*Job*
Could you copy every row below word for word, leaving the pictures out?

*Records from a collection*
..............................

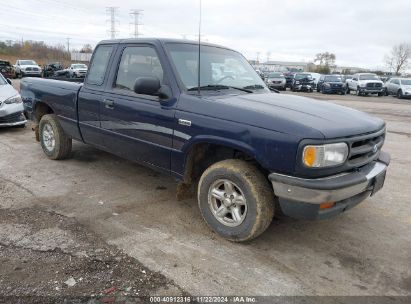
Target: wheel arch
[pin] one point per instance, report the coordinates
(205, 151)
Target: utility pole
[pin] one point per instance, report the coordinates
(112, 14)
(68, 44)
(135, 14)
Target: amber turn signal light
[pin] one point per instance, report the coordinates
(327, 205)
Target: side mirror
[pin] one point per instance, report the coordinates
(147, 85)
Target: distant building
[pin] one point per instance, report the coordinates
(283, 66)
(348, 70)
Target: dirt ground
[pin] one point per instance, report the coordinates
(58, 216)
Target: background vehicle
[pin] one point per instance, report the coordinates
(289, 76)
(365, 83)
(77, 70)
(11, 106)
(316, 78)
(331, 84)
(50, 69)
(241, 144)
(400, 87)
(276, 80)
(302, 82)
(27, 68)
(7, 70)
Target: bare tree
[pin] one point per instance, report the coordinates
(399, 57)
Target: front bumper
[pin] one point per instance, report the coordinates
(302, 198)
(12, 115)
(332, 90)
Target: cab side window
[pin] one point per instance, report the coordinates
(138, 61)
(99, 65)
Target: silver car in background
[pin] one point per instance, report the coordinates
(11, 105)
(276, 80)
(77, 70)
(400, 87)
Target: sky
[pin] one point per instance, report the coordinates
(359, 32)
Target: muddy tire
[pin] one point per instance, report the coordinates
(54, 142)
(236, 200)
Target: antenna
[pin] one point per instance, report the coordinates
(199, 52)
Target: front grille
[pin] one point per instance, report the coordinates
(364, 149)
(374, 85)
(15, 117)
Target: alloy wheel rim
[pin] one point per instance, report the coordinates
(227, 202)
(48, 137)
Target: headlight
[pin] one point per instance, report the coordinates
(14, 99)
(325, 155)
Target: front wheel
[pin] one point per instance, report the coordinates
(54, 141)
(236, 200)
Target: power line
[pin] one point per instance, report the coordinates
(135, 14)
(68, 44)
(112, 13)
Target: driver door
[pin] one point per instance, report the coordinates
(136, 126)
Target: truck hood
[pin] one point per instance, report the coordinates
(7, 91)
(295, 115)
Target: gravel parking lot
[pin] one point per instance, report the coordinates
(366, 251)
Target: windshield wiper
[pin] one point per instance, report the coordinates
(217, 87)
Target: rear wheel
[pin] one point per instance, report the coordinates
(236, 200)
(54, 142)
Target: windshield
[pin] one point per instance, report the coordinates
(3, 80)
(27, 62)
(276, 75)
(333, 78)
(79, 66)
(302, 76)
(369, 77)
(219, 67)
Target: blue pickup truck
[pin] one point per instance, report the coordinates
(247, 152)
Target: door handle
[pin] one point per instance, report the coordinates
(109, 104)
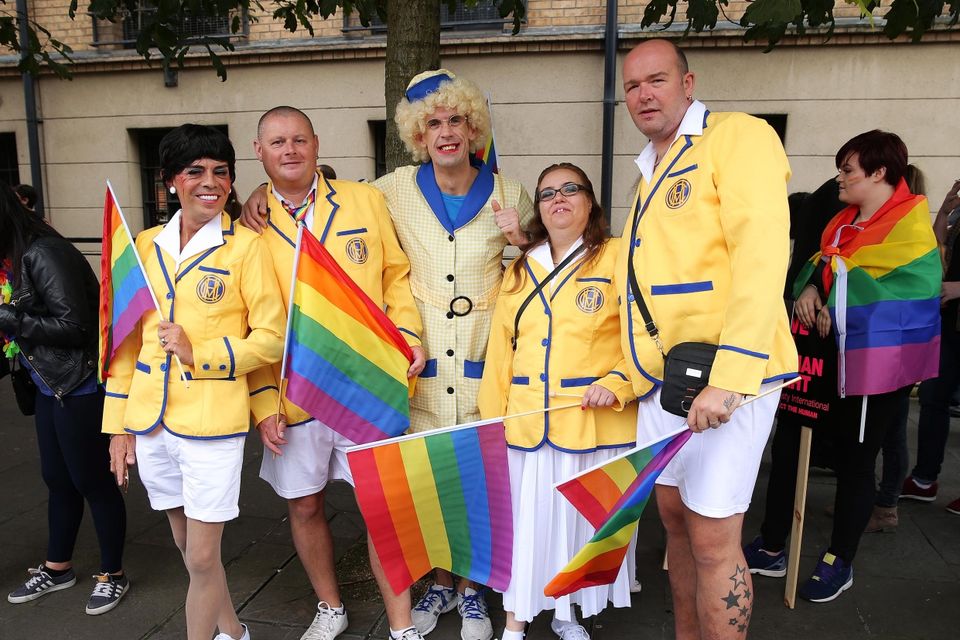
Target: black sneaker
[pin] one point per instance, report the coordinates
(40, 584)
(107, 593)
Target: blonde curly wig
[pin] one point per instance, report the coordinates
(458, 95)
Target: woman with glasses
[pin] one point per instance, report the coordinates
(222, 318)
(555, 339)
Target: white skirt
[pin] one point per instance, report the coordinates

..............................

*Result*
Target: wheel arch
[pin] one point per instance, report the coordinates
(205, 151)
Target: utility pole
[pin] one point per instance, report the coordinates
(112, 14)
(68, 44)
(135, 14)
Target: amber turn signal light
[pin] one point per instance, report the coordinates
(327, 205)
Target: side mirror
[pin] one point per instance, report the coordinates
(147, 85)
Target: distant building
[pin] one point per instance, report the coordinates
(283, 66)
(348, 70)
Target: dirt ground
[pin] one point per instance, report the coordinates
(58, 216)
Target: background vehicle
[pin] one point per instance, report the coordinates
(289, 76)
(365, 83)
(77, 70)
(11, 106)
(316, 78)
(331, 84)
(50, 69)
(241, 144)
(400, 87)
(276, 80)
(302, 82)
(27, 68)
(7, 70)
Target: bare tree
[pin] one point per instance, report the coordinates
(399, 57)
Target: front bumper
[pin] one point per instance, report the coordinates
(302, 198)
(12, 115)
(332, 90)
Target: cab side window
[pin] one point per instance, report the coordinates
(138, 61)
(99, 65)
Target: silver car in background
[pin] one point per instance, report the coordinates
(11, 105)
(276, 80)
(77, 70)
(400, 87)
Target: sky
[pin] one point per instance, report the coordinates
(359, 32)
Target: muddy tire
[pin] one point per instance, report the coordinates
(54, 142)
(236, 200)
Target: antenna
[pin] one point per instance, report the coordinates
(199, 52)
Target: front grille
[pin] one point per instance, report the coordinates
(364, 149)
(374, 85)
(15, 117)
Target: alloy wheel rim
[pin] one point per instance, report the coordinates
(227, 202)
(48, 137)
Target: headlight
[pin] one point per instance, report the coordinates
(14, 99)
(325, 155)
Target: front wheel
[pin] one point per instance, report the coordinates
(54, 141)
(236, 200)
Target: power line
[pin] one point per instance, report the coordinates
(135, 14)
(68, 44)
(112, 13)
Target: driver door
[pin] one point per instance, report the coordinates
(136, 126)
Target: truck hood
[pin] one point per instance, report the coordinates
(7, 91)
(295, 115)
Target: gravel parking lot
[pin] one point per instance, report the coordinates
(366, 251)
Target: windshield wiper
[pin] one point per instance, report the coordinates
(217, 87)
Target: rear wheel
[pin] one point per instance, report the coordinates
(236, 200)
(54, 142)
Target: windshield
[pin] one point per instance, report the coordinates
(3, 80)
(27, 62)
(276, 75)
(333, 78)
(79, 66)
(302, 76)
(369, 77)
(219, 67)
Target: blue pickup truck
[pin] one point per instance, report the coordinates
(247, 152)
Target: door handle
[pin] one point per instance, report the coordinates
(109, 104)
Target: black sneaker
[pin] one point per instance, report the coordinates
(40, 584)
(107, 593)
Target: blonde curly wig
[pin] one point per instance, report the coordinates
(458, 95)
Target: woman with glasses
[pin] one point per instance, report the coordinates
(222, 318)
(555, 339)
Target: white skirt
[pin] one point per instance, report the coordinates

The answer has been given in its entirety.